> [Records to use]
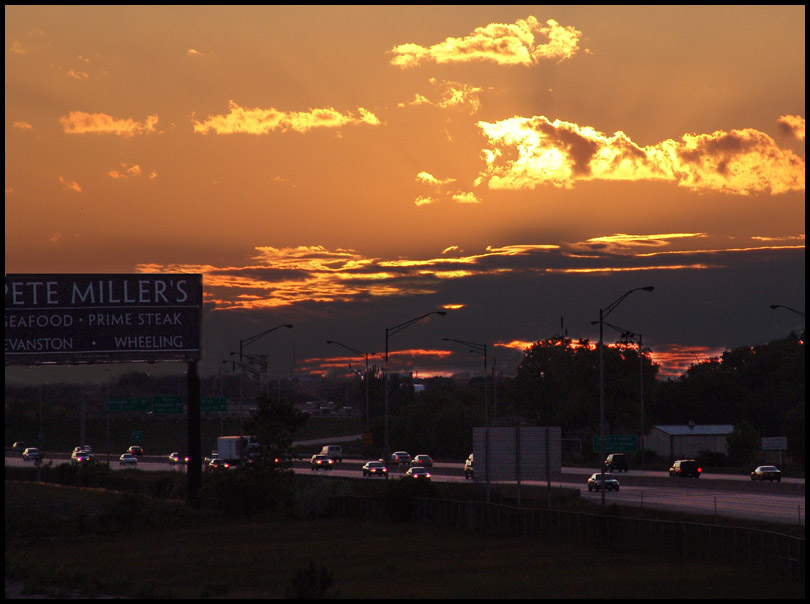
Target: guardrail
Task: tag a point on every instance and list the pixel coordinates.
(767, 550)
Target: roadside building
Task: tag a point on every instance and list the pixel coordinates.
(686, 441)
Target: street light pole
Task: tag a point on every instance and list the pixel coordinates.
(390, 331)
(480, 349)
(629, 336)
(793, 310)
(603, 313)
(251, 339)
(355, 351)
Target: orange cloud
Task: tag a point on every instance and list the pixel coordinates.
(264, 121)
(70, 185)
(79, 122)
(504, 44)
(452, 95)
(442, 189)
(792, 125)
(527, 152)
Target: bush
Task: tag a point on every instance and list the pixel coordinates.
(309, 583)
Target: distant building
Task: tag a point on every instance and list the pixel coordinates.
(686, 441)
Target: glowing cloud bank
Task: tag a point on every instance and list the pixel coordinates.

> [Problem details] Return the line that contains "Target: glowing cloud bank" along with every line after it through the end of the entries, exactly, adding nothing.

> [The answer]
Target: glowing cloud bank
Task: tag a point on every instance and list the pixel coordinates.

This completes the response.